→ Your goal:
For each entry below, copy the text exactly and leave out any picture.

### Provided data

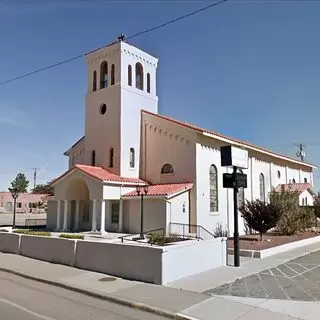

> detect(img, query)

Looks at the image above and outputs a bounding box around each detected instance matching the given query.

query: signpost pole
[232,166,240,267]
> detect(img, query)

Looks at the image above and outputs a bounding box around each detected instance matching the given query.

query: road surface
[0,213,46,227]
[0,272,164,320]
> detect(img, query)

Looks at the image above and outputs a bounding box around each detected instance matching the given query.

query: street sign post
[221,145,248,268]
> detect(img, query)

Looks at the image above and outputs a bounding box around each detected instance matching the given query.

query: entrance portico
[50,164,146,233]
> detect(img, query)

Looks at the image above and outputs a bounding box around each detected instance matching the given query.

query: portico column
[118,199,123,232]
[74,200,80,231]
[91,199,97,232]
[100,200,106,234]
[62,200,69,231]
[55,200,62,230]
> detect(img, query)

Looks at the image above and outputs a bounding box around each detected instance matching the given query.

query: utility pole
[31,168,39,193]
[295,143,306,162]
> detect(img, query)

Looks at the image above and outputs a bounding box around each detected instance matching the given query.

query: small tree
[9,173,29,193]
[32,183,54,195]
[240,200,280,241]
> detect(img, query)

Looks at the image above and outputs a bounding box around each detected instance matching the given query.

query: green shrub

######

→ Written reply:
> detect(img, query)

Looks at the image above and outputs a bounding box around each detected instance matching the given query.

query: signpost pole
[232,166,240,267]
> detect(img, query)

Looks at the image above and outputs a bounding box around each detected instance matching the given query.

query: road surface
[0,213,46,227]
[0,272,164,320]
> detect(img, query)

Looks at the image above and outputs a bounding box around each detected instance matching the given query.

query: street sign post
[221,145,248,268]
> detect(img, query)

Looks at the image above and outputs a bounding box around each detected instance matching the given query.

query: entrance portico
[50,164,146,233]
> detect(img, query)

Looks at the image above and outputs a bounding box around each detected instance matching the given query.

query: portico column
[118,199,123,232]
[74,200,80,231]
[91,199,97,232]
[100,200,106,234]
[62,200,69,231]
[55,200,62,230]
> detect(img, query)

Looks at the image above and outputs a bounding box around each detected instance matching the given query.

query: utility pole
[31,168,39,193]
[295,143,306,162]
> detect(img, query)

Looks at the image above and outputs a bounding box around each detected instance matching the given query.

query: small tree
[9,173,29,193]
[32,183,54,195]
[240,200,280,241]
> detect(img, query)

Looks at the image above and outputs a bounding box around each detected instance matching the given query.

query: green shrub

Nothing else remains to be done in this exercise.